### DO THIS
Report every line in the items below that contains the string "hoodie", copying each line in full. Case counts.

# start of RECORDS TO USE

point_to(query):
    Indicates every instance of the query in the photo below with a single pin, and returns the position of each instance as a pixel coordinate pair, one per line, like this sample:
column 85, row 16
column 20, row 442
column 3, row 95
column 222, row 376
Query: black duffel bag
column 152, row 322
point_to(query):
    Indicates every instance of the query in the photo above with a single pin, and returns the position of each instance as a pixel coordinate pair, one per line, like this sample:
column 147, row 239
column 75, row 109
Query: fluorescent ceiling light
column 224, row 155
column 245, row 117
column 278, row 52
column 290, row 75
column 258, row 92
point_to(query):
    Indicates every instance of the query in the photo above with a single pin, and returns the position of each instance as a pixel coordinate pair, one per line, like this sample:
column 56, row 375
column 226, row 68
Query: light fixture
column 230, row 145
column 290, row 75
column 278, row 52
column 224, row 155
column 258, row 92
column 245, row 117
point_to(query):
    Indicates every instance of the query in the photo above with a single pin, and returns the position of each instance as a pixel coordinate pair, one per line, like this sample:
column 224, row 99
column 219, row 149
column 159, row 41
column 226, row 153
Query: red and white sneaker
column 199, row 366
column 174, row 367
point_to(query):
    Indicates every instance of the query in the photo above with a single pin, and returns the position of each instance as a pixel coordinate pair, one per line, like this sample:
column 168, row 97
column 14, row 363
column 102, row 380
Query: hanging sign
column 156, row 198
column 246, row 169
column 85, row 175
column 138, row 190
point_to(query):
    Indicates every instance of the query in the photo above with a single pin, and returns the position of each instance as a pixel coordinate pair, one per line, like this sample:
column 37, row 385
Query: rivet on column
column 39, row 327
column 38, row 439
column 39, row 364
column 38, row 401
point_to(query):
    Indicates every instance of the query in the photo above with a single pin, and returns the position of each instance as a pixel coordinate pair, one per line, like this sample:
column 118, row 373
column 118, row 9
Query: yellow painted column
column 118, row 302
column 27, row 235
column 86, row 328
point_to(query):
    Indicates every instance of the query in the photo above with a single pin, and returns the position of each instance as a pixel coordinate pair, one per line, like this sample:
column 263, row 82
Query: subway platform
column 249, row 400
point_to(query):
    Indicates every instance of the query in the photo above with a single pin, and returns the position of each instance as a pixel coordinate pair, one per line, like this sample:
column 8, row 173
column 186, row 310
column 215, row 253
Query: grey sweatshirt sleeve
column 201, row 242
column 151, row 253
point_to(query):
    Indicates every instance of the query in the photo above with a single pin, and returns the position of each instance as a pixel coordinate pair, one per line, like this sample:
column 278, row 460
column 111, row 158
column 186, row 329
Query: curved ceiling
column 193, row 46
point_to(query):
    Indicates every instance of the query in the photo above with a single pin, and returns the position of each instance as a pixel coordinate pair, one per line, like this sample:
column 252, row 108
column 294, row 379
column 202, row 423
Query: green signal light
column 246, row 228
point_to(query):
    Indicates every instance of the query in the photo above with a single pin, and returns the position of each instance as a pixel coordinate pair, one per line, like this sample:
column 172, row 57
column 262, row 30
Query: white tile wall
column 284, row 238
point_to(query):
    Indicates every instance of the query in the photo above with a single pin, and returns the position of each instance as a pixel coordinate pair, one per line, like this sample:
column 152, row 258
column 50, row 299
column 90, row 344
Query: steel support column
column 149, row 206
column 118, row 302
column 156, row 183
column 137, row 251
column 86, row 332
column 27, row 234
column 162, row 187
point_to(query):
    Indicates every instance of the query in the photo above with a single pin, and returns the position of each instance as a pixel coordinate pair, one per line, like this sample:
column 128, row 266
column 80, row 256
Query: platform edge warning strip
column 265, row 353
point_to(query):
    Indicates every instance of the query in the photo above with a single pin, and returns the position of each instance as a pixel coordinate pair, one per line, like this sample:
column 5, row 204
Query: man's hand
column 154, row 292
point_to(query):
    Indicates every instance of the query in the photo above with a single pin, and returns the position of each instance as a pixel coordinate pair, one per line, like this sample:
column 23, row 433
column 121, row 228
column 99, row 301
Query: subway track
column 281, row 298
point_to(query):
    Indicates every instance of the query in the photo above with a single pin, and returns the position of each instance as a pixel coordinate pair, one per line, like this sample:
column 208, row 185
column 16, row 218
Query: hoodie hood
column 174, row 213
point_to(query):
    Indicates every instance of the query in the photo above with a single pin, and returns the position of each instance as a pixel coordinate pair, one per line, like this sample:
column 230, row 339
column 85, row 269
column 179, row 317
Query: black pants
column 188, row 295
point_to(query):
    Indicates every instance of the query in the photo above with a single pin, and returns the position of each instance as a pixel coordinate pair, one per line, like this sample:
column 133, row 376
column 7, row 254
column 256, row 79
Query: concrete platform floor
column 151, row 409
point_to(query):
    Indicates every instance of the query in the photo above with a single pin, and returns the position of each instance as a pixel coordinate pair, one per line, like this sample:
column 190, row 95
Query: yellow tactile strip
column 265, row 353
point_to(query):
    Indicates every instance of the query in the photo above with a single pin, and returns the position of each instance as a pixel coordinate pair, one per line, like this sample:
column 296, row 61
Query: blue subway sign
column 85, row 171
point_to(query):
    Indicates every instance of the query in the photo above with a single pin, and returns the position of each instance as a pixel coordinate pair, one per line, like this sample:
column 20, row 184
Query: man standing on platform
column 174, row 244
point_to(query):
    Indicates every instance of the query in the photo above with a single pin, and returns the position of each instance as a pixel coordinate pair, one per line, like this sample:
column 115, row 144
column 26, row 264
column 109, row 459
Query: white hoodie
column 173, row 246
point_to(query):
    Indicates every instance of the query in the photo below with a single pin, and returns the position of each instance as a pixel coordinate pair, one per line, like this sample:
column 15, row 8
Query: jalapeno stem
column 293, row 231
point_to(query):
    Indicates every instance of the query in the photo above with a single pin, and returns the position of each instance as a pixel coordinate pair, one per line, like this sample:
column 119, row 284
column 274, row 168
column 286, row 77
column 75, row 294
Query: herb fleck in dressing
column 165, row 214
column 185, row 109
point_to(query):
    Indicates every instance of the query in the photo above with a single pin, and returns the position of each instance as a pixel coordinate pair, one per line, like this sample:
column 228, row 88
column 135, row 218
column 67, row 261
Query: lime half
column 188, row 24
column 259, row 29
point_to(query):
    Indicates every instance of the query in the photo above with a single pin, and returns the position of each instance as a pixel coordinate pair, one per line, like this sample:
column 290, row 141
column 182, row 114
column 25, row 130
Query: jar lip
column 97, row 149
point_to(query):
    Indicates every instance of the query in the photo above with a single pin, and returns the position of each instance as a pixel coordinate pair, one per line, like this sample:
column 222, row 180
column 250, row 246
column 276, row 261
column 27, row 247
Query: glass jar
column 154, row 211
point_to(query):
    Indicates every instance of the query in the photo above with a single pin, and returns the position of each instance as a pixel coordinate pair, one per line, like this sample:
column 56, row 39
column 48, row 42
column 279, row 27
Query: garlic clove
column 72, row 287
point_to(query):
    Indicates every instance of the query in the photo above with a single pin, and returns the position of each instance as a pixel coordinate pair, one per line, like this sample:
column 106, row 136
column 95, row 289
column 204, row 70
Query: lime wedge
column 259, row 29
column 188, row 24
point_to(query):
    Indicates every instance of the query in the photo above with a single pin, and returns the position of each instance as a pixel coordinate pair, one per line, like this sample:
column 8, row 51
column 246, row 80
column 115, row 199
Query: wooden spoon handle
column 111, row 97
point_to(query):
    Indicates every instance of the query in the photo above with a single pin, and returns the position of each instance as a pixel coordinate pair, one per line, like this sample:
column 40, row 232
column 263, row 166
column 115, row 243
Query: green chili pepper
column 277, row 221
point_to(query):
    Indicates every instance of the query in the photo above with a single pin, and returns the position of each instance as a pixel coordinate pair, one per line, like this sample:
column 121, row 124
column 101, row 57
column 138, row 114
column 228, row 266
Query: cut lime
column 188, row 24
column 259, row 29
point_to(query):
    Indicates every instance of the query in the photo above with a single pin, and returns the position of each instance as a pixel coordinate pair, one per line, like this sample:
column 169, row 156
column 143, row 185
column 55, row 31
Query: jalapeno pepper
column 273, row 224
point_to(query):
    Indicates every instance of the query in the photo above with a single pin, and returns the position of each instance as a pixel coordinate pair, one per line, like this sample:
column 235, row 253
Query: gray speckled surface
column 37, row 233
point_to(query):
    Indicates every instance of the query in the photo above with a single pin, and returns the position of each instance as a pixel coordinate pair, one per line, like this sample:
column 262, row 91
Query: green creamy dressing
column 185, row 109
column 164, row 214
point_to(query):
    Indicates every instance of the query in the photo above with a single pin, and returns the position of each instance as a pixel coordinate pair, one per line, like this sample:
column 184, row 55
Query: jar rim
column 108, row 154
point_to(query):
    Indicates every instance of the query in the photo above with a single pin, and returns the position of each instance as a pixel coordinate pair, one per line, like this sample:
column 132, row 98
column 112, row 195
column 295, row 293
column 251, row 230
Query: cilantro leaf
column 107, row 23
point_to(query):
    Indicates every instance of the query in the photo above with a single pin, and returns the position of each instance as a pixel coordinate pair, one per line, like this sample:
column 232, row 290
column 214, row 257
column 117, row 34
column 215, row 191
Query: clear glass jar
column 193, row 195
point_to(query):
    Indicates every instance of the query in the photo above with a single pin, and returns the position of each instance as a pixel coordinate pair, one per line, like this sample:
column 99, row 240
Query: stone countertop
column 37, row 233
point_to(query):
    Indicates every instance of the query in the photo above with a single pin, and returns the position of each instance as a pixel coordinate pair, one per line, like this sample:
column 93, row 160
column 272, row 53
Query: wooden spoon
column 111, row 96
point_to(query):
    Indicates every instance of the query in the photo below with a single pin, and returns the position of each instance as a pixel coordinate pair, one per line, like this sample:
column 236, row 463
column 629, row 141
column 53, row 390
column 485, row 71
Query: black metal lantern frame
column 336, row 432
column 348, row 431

# end of RECORDS TO USE

### EXPECTED ANSWER
Query: hoodie hood
Query: white hoodie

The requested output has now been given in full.